*EXERCISE GOAL*:
Render the lines starting at the beginning of the data and ending at the line containing "positive clicks: (180, 446)" as a JSON list of strings, one string per line, with blank lines omitted. Leave the picture out of the answer.

Source records:
-----
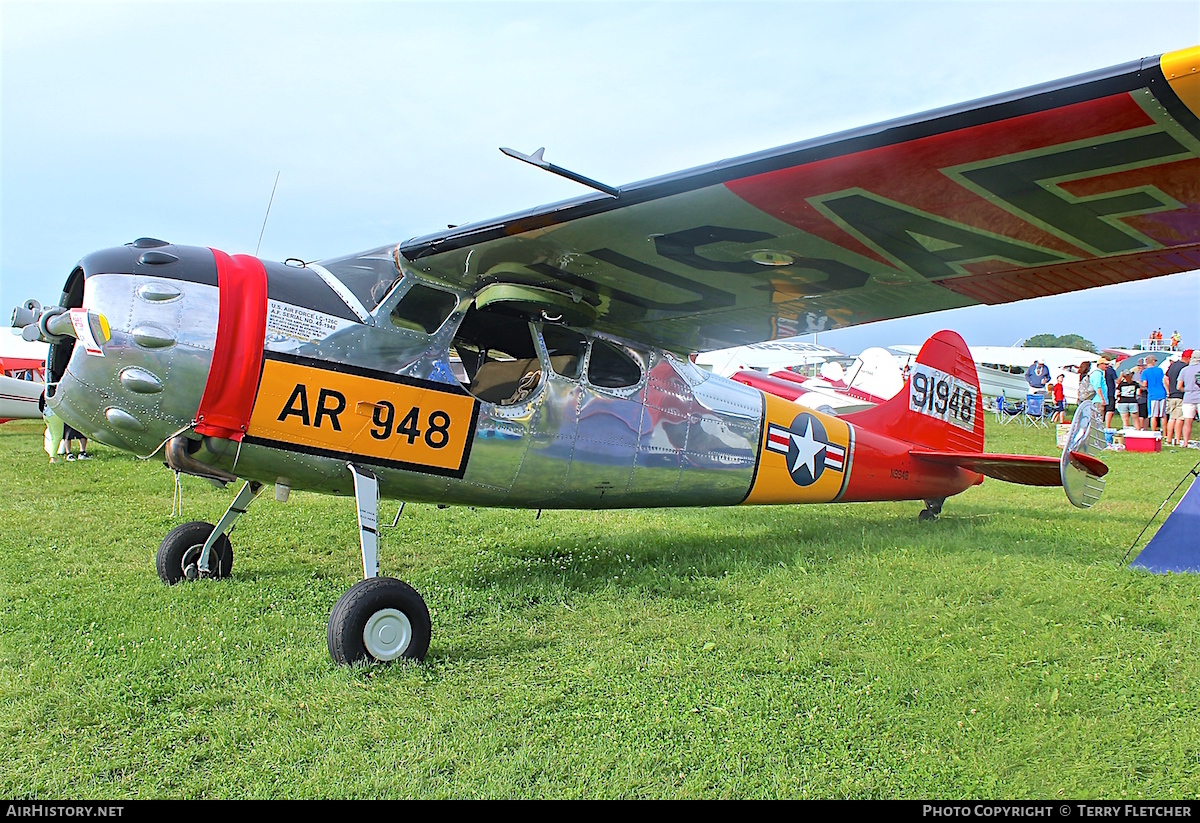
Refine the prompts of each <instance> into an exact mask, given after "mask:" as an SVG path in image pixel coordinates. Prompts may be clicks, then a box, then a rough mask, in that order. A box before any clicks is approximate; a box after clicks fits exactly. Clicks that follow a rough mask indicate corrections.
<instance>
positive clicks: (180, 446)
mask: <svg viewBox="0 0 1200 823" xmlns="http://www.w3.org/2000/svg"><path fill="white" fill-rule="evenodd" d="M188 443H191V441H190V440H188V439H187V438H186V437H184V435H182V434H176V435H175V437H173V438H170V439H169V440H167V465H168V467H170V468H172V469H173V470H175V471H181V473H182V474H190V475H193V476H196V477H204V479H205V480H216V481H217V482H221V483H230V482H233V481H234V480H236V479H238V475H235V474H230V473H229V471H226V470H224V469H218V468H217V467H215V465H209V464H208V463H202V462H200V461H198V459H196V458H194V457H192V455H191V453H188V451H187V446H188Z"/></svg>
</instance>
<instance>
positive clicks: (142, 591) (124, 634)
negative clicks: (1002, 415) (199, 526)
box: [0, 422, 1200, 799]
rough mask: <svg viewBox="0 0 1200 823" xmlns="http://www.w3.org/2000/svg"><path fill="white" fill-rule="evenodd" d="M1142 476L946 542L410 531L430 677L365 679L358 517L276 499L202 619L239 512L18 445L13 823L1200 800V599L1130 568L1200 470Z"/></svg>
mask: <svg viewBox="0 0 1200 823" xmlns="http://www.w3.org/2000/svg"><path fill="white" fill-rule="evenodd" d="M988 447H989V450H992V451H1024V452H1030V453H1054V452H1055V451H1056V450H1055V445H1054V433H1052V432H1046V431H1044V429H1042V431H1036V432H1033V431H1030V429H1020V428H1016V427H1012V426H1006V427H1001V428H995V429H989V441H988ZM1108 459H1109V462H1110V464H1111V467H1112V471H1111V474H1110V475H1109V476H1110V480H1109V485H1108V491H1106V494H1105V498H1104V500H1102V503H1100V504H1099V505H1098V506H1097V507H1096V509H1093V510H1090V511H1079V510H1075V509H1072V507H1070V505H1069V504H1068V503H1067V500H1066V498H1064V495H1063V494H1062V493H1061V492H1060V491H1055V489H1031V488H1025V487H1019V486H1012V485H1007V483H1001V482H996V481H986V482H985V483H984V485H983V486H980V487H977V488H973V489H971V491H968V492H966V493H965V494H962V495H959V497H956V498H952V499H950V500H949V501H948V503H947V506H946V510H944V512H943V516H942V518H941V521H938V522H937V523H934V524H918V523H917V517H916V516H917V511H918V510H919V507H920V506H919V504H913V503H902V504H901V503H896V504H856V505H829V506H796V507H751V509H737V507H734V509H707V510H706V509H697V510H674V511H653V510H646V511H617V512H546V513H544V515H542V517H541V518H540V519H534V512H524V511H485V510H479V511H473V510H469V509H446V510H439V509H437V507H436V506H432V505H410V506H409V507H408V509H407V510H406V512H404V516H403V517H402V518H401V521H400V527H398V528H397V529H395V530H384V547H383V552H382V564H383V572H384V573H385V575H391V576H395V577H400V578H403V579H406V581H408V582H409V583H412V584H413V585H415V587H416V588H418V590H420V591H421V594H422V595H424V596H425V599H426V601H427V602H428V605H430V609H431V612H432V615H433V642H432V645H431V649H430V655H428V657H427V660H426V662H425V663H424V665H397V666H392V667H373V668H354V669H350V668H343V667H337V666H334V665H332V663H331V661H330V659H329V655H328V651H326V649H325V633H324V632H325V621H326V619H328V617H329V611H330V608H331V607H332V605H334V602H335V601H336V600H337V597H340V596H341V594H342V593H343V591H344V590H346V589H347V588H349V587H350V585H352V584H353V583H354V582H356V579H358V578H359V577H360V573H361V565H360V559H359V551H358V543H356V530H355V525H354V506H353V503H352V500H350V499H347V498H336V499H335V498H322V497H316V495H310V494H302V493H294V494H293V498H292V500H290V501H289V503H287V504H278V503H275V501H274V500H271V499H270V494H269V493H266V494H264V495H263V498H264V499H262V500H259V501H257V503H256V504H254V505H253V506H252V507H251V510H250V512H248V513H247V515H246V516H245V517H244V518H242V521H241V523H240V524H239V527H238V529H236V530H235V533H234V535H233V543H234V552H235V560H234V576H233V578H232V579H229V581H222V582H205V583H200V584H186V585H178V587H174V588H168V587H166V585H163V584H162V583H160V581H158V578H157V576H156V575H155V569H154V554H155V551H156V548H157V546H158V542H160V540H161V539H162V536H163V534H166V531H167V530H168V529H169V528H172V527H173V525H174V524H176V523H179V522H182V519H209V521H210V522H215V519H216V518H218V517H220V516H221V513H222V512H223V511H224V507H226V505H228V503H229V500H230V499H232V494H233V489H230V491H227V492H220V491H217V489H215V488H212V487H211V486H209V485H208V483H205V482H204V481H198V480H193V479H190V477H185V479H184V506H185V515H186V517H184V518H178V517H176V518H174V519H172V518H170V517H169V513H170V507H172V506H170V503H172V483H173V480H172V475H170V473H169V471H168V470H167V469H164V468H163V467H162V465H161V464H155V463H144V462H140V461H137V459H136V458H133V457H130V456H127V455H124V453H120V452H118V451H115V450H109V449H104V447H103V446H97V447H96V449H95V459H92V461H91V462H89V463H71V464H61V463H60V464H56V465H49V464H47V461H46V455H44V453H43V452H42V451H41V428H40V427H38V426H36V425H34V423H28V422H14V423H7V425H5V426H0V464H2V465H5V467H6V469H5V470H4V473H2V474H0V498H2V500H4V503H2V511H4V512H5V513H4V517H2V521H4V528H2V529H0V587H2V588H0V593H2V600H0V752H2V756H0V797H40V798H113V799H125V798H161V797H184V798H193V797H197V798H198V797H210V798H284V797H300V798H313V797H332V798H359V797H385V798H391V797H422V798H430V797H472V798H500V797H552V798H710V797H731V798H775V797H787V798H805V797H822V798H824V797H835V798H841V797H851V798H1060V797H1062V798H1126V797H1129V798H1135V797H1147V798H1196V797H1200V710H1198V709H1200V655H1198V654H1196V648H1198V641H1200V578H1198V577H1194V576H1152V575H1146V573H1139V572H1133V571H1129V570H1127V569H1126V567H1124V566H1123V565H1122V564H1121V558H1122V555H1123V554H1124V552H1126V549H1127V548H1128V546H1129V543H1130V542H1132V541H1133V540H1134V537H1135V535H1136V534H1138V531H1139V530H1140V529H1141V528H1142V525H1144V524H1145V522H1146V521H1147V519H1148V518H1150V516H1151V515H1152V513H1153V512H1154V511H1156V509H1158V505H1159V503H1162V500H1163V499H1164V497H1166V494H1168V493H1169V492H1170V491H1171V489H1172V488H1174V487H1175V486H1176V483H1177V482H1178V481H1180V479H1181V477H1182V476H1183V475H1184V474H1186V471H1187V470H1188V469H1190V468H1192V467H1193V465H1194V464H1195V462H1196V459H1200V452H1195V451H1178V450H1177V451H1175V452H1171V453H1162V455H1134V453H1110V455H1109V456H1108ZM394 511H395V509H394V507H391V504H386V503H385V504H384V506H383V511H382V512H380V519H383V518H384V517H385V516H386V517H388V519H389V522H390V515H391V513H392V512H394Z"/></svg>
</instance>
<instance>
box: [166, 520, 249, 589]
mask: <svg viewBox="0 0 1200 823" xmlns="http://www.w3.org/2000/svg"><path fill="white" fill-rule="evenodd" d="M215 528H216V527H215V525H212V524H211V523H204V522H203V521H192V522H191V523H184V524H182V525H176V527H175V528H174V529H172V530H170V531H168V533H167V536H166V537H163V539H162V545H160V546H158V557H157V559H156V563H155V565H156V566H157V567H158V577H161V578H162V581H163V582H164V583H166V584H167V585H174V584H175V583H179V582H180V581H185V579H190V576H188V573H187V566H188V565H191V566H194V565H196V561H197V560H199V559H200V551H202V549H203V548H204V542H205V541H206V540H208V539H209V535H210V534H212V529H215ZM232 572H233V546H232V545H230V543H229V535H227V534H223V535H221V536H220V537H217V541H216V542H215V543H214V545H212V551H210V552H209V569H208V575H206V576H208V577H228V576H229V575H230V573H232Z"/></svg>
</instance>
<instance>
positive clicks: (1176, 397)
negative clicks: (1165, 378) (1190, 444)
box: [1164, 349, 1193, 446]
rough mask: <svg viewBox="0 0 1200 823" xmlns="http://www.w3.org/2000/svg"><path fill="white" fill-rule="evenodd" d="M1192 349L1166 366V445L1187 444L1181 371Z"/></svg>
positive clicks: (1187, 362) (1180, 356) (1187, 359)
mask: <svg viewBox="0 0 1200 823" xmlns="http://www.w3.org/2000/svg"><path fill="white" fill-rule="evenodd" d="M1192 352H1193V350H1192V349H1184V350H1183V354H1182V355H1181V356H1180V359H1178V360H1176V361H1174V362H1171V365H1170V366H1168V367H1166V434H1165V435H1164V438H1165V439H1166V445H1172V446H1175V445H1178V446H1186V445H1187V440H1183V390H1182V389H1180V386H1178V383H1180V372H1182V371H1183V370H1184V368H1186V367H1187V365H1188V360H1189V359H1190V358H1192Z"/></svg>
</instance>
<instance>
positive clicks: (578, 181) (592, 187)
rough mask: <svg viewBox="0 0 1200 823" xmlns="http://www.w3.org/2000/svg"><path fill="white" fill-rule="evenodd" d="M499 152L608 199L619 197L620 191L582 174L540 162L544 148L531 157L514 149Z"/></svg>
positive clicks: (544, 151)
mask: <svg viewBox="0 0 1200 823" xmlns="http://www.w3.org/2000/svg"><path fill="white" fill-rule="evenodd" d="M500 151H503V152H504V154H506V155H508V156H509V157H512V158H515V160H520V161H521V162H523V163H529V164H530V166H536V167H538V168H540V169H546V170H547V172H550V173H551V174H557V175H558V176H560V178H566V179H568V180H574V181H575V182H582V184H583V185H584V186H587V187H588V188H595V190H596V191H598V192H604V193H605V194H607V196H608V197H620V190H619V188H613V187H612V186H606V185H604V184H602V182H598V181H595V180H593V179H592V178H584V176H583V175H582V174H576V173H575V172H571V170H570V169H564V168H563V167H562V166H554V164H553V163H548V162H546V161H545V160H542V154H544V152H545V151H546V149H545V148H541V149H538V151H535V152H533V154H532V155H522V154H521V152H520V151H517V150H516V149H505V148H504V146H500Z"/></svg>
-----
*COMPLETED EXERCISE*:
[
  "Refine the prompts of each <instance> into an exact mask, given after \"mask:\" as an SVG path in image pixel coordinates. Prompts may be clicks, then a box, then a rough mask, in that order. A box before any clicks is approximate; a box after clicks fits exactly. Clicks that follow a rough mask indicate corrections.",
  "<instance>",
  "positive clicks: (180, 446)"
]